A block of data
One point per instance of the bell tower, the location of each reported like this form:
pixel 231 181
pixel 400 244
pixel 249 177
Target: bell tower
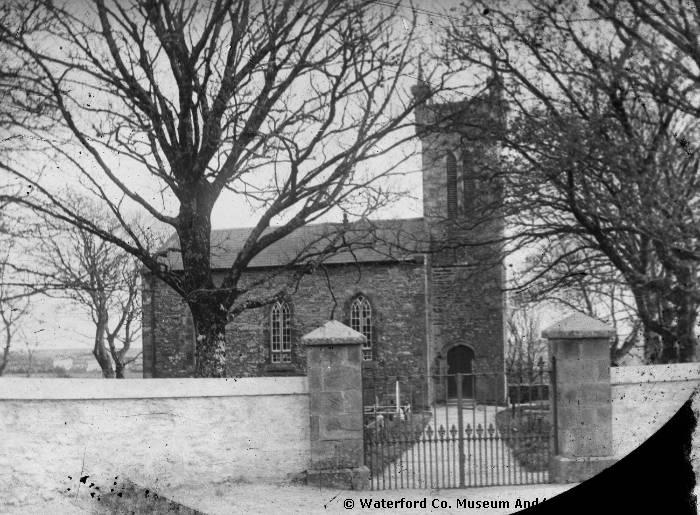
pixel 463 216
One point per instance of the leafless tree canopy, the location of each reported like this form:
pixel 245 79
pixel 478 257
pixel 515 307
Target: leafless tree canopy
pixel 160 104
pixel 600 154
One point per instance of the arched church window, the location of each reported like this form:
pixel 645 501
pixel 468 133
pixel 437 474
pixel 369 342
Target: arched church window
pixel 451 169
pixel 471 185
pixel 280 333
pixel 361 321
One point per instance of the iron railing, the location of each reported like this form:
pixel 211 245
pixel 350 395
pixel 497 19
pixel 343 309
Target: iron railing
pixel 456 430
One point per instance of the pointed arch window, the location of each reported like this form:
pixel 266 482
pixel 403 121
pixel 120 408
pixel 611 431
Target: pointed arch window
pixel 451 170
pixel 361 321
pixel 280 333
pixel 471 192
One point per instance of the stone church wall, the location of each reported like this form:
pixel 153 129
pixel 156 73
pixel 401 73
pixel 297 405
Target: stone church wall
pixel 395 292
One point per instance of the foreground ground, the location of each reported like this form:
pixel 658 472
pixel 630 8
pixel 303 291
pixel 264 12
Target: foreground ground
pixel 258 498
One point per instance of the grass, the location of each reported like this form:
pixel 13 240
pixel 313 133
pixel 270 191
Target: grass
pixel 527 433
pixel 385 446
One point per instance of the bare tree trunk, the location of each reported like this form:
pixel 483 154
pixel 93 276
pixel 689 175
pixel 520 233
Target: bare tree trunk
pixel 210 353
pixel 117 355
pixel 100 352
pixel 6 350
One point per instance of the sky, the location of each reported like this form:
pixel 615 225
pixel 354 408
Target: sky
pixel 57 323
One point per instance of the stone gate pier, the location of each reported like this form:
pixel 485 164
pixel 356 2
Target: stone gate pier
pixel 580 348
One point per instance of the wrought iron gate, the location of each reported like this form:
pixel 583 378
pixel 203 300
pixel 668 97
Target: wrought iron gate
pixel 457 430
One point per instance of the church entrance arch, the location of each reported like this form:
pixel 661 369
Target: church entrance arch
pixel 460 359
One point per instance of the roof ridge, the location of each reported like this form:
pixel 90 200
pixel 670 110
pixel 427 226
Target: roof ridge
pixel 320 224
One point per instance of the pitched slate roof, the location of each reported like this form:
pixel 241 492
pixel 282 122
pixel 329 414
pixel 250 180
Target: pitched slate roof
pixel 369 241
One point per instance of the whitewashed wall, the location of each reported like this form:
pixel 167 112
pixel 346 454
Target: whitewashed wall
pixel 159 432
pixel 644 398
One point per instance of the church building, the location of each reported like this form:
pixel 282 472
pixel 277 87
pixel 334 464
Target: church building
pixel 428 295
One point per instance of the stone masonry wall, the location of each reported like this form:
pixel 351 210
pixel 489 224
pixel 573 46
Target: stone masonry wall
pixel 644 398
pixel 395 291
pixel 159 433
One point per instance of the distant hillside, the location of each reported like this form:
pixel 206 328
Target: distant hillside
pixel 63 363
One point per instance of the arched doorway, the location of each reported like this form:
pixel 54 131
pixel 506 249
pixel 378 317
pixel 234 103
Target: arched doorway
pixel 459 361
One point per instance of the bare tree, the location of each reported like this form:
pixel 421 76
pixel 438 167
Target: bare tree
pixel 100 277
pixel 585 282
pixel 13 307
pixel 526 351
pixel 298 108
pixel 597 158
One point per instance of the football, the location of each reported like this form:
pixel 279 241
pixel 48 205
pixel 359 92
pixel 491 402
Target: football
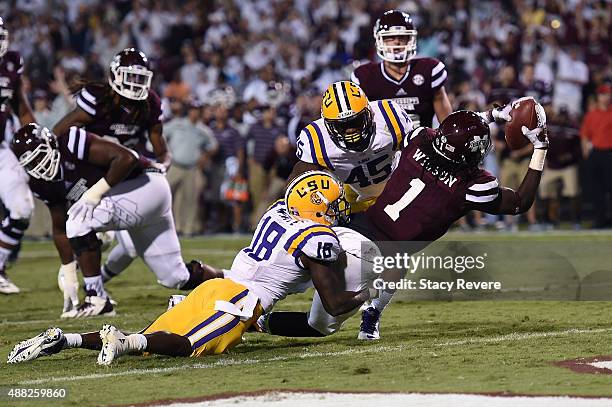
pixel 524 113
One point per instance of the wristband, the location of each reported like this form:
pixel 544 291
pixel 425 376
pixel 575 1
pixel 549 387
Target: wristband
pixel 537 159
pixel 97 190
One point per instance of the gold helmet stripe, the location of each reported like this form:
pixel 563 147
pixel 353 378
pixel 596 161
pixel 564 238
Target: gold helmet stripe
pixel 395 128
pixel 317 146
pixel 298 240
pixel 345 94
pixel 339 100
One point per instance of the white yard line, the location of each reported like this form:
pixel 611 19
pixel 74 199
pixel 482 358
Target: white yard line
pixel 307 399
pixel 517 336
pixel 38 254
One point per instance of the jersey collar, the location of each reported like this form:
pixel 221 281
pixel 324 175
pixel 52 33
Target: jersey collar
pixel 390 79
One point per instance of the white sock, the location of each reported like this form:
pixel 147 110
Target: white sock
pixel 383 300
pixel 95 284
pixel 137 342
pixel 4 255
pixel 73 340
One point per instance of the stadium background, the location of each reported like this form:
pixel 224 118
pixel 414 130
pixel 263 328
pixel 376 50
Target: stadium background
pixel 248 76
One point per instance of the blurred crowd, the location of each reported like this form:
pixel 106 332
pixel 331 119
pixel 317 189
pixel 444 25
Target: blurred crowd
pixel 239 79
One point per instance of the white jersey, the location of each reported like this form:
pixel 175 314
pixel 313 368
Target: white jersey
pixel 270 267
pixel 366 172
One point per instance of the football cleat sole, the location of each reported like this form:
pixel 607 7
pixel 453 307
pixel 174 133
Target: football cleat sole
pixel 47 343
pixel 113 344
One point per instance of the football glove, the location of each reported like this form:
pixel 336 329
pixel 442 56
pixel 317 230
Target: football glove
pixel 538 137
pixel 69 285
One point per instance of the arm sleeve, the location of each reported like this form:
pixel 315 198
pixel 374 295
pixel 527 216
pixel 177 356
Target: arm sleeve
pixel 438 76
pixel 405 124
pixel 20 65
pixel 304 148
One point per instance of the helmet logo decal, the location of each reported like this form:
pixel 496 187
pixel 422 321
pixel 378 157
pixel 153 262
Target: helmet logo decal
pixel 478 143
pixel 316 198
pixel 418 79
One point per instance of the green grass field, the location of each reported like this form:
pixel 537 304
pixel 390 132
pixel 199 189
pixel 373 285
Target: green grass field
pixel 461 346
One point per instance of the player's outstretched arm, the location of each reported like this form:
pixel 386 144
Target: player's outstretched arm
pixel 512 202
pixel 24 109
pixel 76 117
pixel 120 162
pixel 330 284
pixel 160 147
pixel 58 228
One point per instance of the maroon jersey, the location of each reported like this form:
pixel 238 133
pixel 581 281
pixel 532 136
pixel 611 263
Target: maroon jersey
pixel 118 122
pixel 414 92
pixel 77 175
pixel 419 205
pixel 11 68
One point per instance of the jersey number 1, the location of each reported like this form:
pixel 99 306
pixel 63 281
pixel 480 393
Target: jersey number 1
pixel 416 187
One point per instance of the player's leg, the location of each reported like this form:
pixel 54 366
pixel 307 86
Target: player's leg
pixel 52 341
pixel 115 343
pixel 120 257
pixel 157 243
pixel 123 207
pixel 17 198
pixel 357 275
pixel 370 317
pixel 210 320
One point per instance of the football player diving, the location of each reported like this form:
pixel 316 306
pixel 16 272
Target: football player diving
pixel 416 84
pixel 91 185
pixel 355 140
pixel 126 110
pixel 438 180
pixel 14 191
pixel 294 247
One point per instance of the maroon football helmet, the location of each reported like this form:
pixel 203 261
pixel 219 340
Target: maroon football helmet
pixel 130 75
pixel 395 23
pixel 37 150
pixel 3 38
pixel 463 138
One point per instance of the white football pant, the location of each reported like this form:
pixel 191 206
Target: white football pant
pixel 143 208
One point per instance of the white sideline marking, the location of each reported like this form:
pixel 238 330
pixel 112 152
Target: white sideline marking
pixel 299 399
pixel 516 336
pixel 602 365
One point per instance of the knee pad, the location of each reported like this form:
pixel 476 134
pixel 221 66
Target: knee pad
pixel 324 327
pixel 12 230
pixel 196 275
pixel 88 242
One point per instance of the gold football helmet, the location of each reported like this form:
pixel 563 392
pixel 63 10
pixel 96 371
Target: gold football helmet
pixel 347 116
pixel 317 196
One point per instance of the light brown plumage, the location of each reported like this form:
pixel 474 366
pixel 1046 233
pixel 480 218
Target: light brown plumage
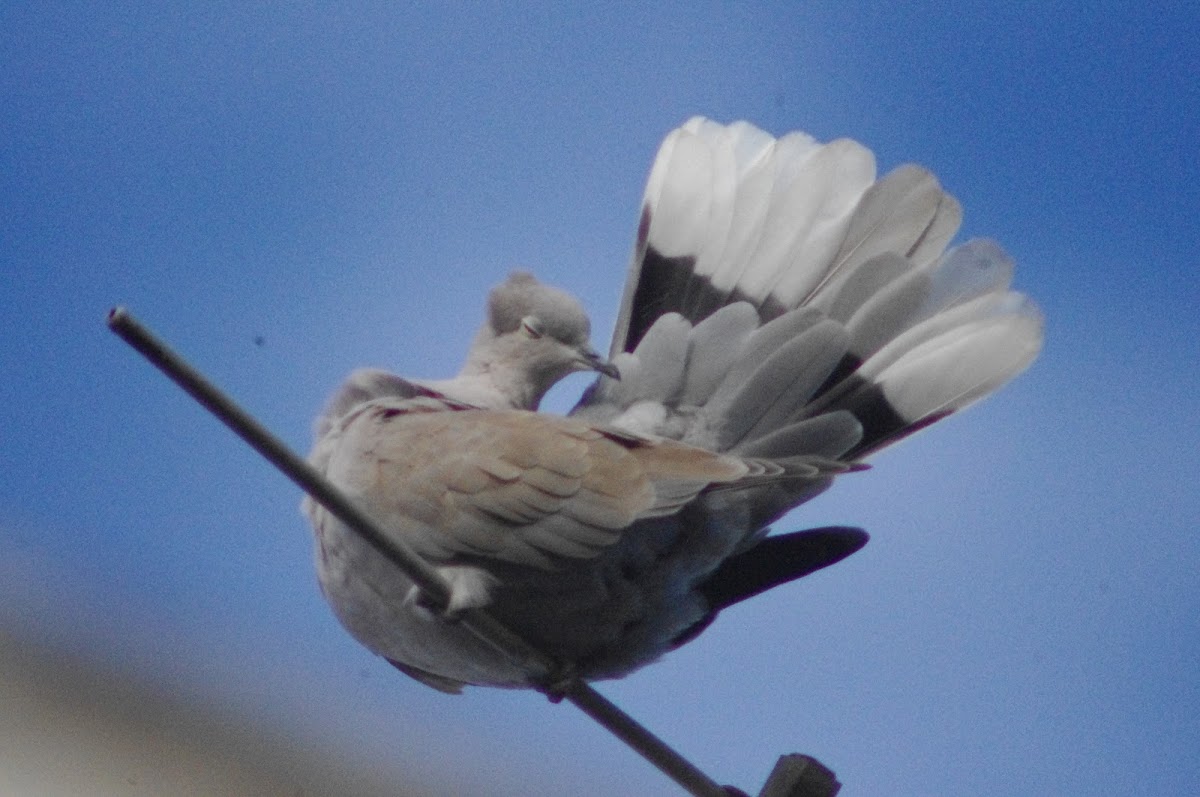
pixel 514 485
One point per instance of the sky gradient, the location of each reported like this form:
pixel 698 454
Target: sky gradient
pixel 289 192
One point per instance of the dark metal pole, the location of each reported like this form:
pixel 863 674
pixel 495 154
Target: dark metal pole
pixel 483 624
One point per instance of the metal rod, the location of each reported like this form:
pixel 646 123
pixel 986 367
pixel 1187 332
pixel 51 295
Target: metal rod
pixel 483 624
pixel 647 744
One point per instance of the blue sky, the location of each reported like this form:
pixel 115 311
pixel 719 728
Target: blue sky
pixel 288 192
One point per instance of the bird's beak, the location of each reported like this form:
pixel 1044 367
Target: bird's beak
pixel 591 359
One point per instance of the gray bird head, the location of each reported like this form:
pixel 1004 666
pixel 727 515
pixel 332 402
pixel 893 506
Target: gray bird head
pixel 534 336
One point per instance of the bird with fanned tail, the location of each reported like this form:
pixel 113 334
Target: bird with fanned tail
pixel 785 316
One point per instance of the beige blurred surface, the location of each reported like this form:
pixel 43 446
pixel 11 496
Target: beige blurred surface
pixel 69 727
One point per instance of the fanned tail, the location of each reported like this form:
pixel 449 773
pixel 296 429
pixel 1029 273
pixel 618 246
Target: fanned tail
pixel 783 303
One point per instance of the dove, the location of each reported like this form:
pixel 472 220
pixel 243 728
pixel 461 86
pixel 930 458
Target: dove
pixel 785 316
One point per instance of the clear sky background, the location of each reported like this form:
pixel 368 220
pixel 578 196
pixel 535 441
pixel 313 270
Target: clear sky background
pixel 286 192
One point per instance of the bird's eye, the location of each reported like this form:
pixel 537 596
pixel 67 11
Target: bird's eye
pixel 532 327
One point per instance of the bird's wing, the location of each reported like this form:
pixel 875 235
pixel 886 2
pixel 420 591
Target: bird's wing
pixel 514 485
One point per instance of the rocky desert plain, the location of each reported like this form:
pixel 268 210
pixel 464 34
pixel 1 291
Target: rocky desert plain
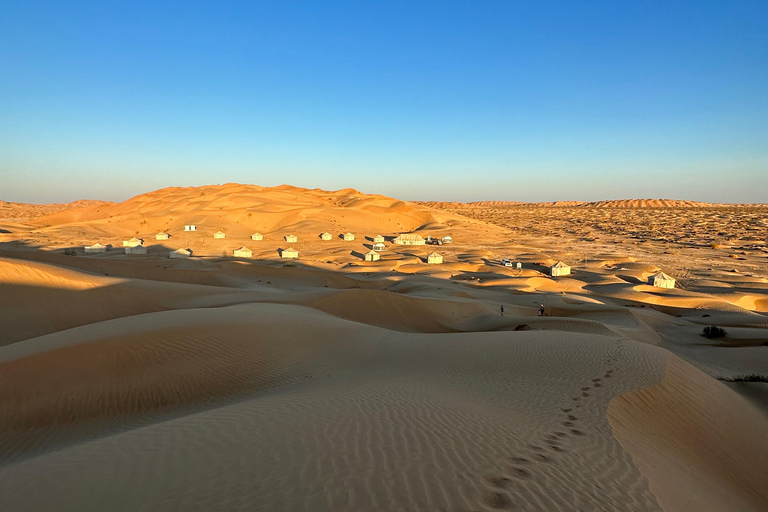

Task objective
Duplicate the entries from the very beginning down to and including the line that contains "pixel 463 216", and leave out the pictures.

Reply
One point per instance of the bell tower, the location of each reported like this form:
pixel 231 181
pixel 400 244
pixel 249 177
Target: bell tower
pixel 463 216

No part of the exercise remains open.